> **Document segment**
##########

Can I just clarify the terminology here:

Foreground size = subset size
Foreground count = subset freq
Background size = superset size
Background count = superset freq

Did I get that right?

I think I've got something sorted out, but it's barfing due to divide by zero. Is there a way to just ignore or assign these values a null?

Yep.

If you're using a custom background_filter then your subset may no longer be a subset of the superset. This could produce superset_freq values of zero if your custom filter matches entirely different sets of docs to the subset. Some of the scoring heuristics have settings to include safeguards where your background filter make results that break the subset/superset assumptions.

Here's what I'm using to get the Proportional Reporting Ratio (PRR) (http://openvigil.sourceforge.net/doc/DPA.pdf):

POST drug_event/_search?size=0
{
  "aggregations": {
        "drug": {
           "terms": {
		      "field":"report_ingredient_suspect.keyword"
            },
          "aggs":{
        	"significant_reactions":{
	          "significant_terms": {
		          "field": "reaction_pt.keyword",
		            "script_heuristic": {
		            "script": "(params._subset_freq/params._subset_size)/((params._superset_size - params._subset_size)/(params._superset_freq - params._subset_freq))"
		          }
	  }
	}
  }
}
  }
}

And it's giving me a divide by zero error. Any thoughts?

If a single drug's reports contain all of the incidents of a particular reaction then superset_freq == subset_freq and subtracting them gives zero?

That does seem to have something to do with it. When I add +1 to the denominator, it doesn't error any more, but I don't get any significant terms.

##########

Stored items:
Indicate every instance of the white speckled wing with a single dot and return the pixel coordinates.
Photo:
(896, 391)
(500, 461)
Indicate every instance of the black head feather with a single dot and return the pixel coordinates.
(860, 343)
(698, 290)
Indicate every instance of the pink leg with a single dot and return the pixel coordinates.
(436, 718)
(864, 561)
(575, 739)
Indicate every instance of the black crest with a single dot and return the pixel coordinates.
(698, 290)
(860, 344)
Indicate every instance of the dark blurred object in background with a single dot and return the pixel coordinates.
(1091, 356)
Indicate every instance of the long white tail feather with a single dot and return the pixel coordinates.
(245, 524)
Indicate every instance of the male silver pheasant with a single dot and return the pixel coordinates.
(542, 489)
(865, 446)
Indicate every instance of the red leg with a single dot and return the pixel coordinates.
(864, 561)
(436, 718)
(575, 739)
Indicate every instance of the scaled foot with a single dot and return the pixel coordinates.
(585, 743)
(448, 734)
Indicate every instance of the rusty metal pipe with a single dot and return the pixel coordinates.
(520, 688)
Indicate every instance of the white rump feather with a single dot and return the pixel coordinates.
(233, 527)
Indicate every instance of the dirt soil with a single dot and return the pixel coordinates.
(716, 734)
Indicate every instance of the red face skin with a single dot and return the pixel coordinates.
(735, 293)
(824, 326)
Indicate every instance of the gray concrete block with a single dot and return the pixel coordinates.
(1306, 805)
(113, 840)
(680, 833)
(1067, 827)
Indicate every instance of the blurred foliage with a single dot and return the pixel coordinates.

##########

> **Check your understanding**
**A)** In the forum thread about the divide-by-zero error, what happened when +1 was added to the denominator?
**B)** Continue the forum thread about the divide-by-zero error, starting after its final post.

> **Results in order**
**A)** The error no longer occurred, but no significant terms were returned.

**B)**
I ran it again with the script just for each individual parameter and that works, but as soon as I try to do something with them, I get empty buckets. Is there a minimum score threshold I can adjust?

I’m not sure I understand your current problem. If your script returns >0 and doesn’t divide by zero then you should see some results.
Have you determined the out of the box heuristics don’t work for you? They all work with the same 4 numbers and generally just have a different emphasis on scoring for popular vs rare terms. Some of the differences are very subtle.

I think I got it working. These particular scoring algorithms have been published and validated in the scientific literature specifically for pharmacovigilance. I do want to look at how the other built-in metrics compare, but in order to get my scientist colleagues to look at it, I need to be able to demonstrate that Elasticsearch is accurately replicating metrics they already understand.

We're still seeing some strangeness in the _superset_size parameter. It seems to change based on the significant terms aggregation size parameter.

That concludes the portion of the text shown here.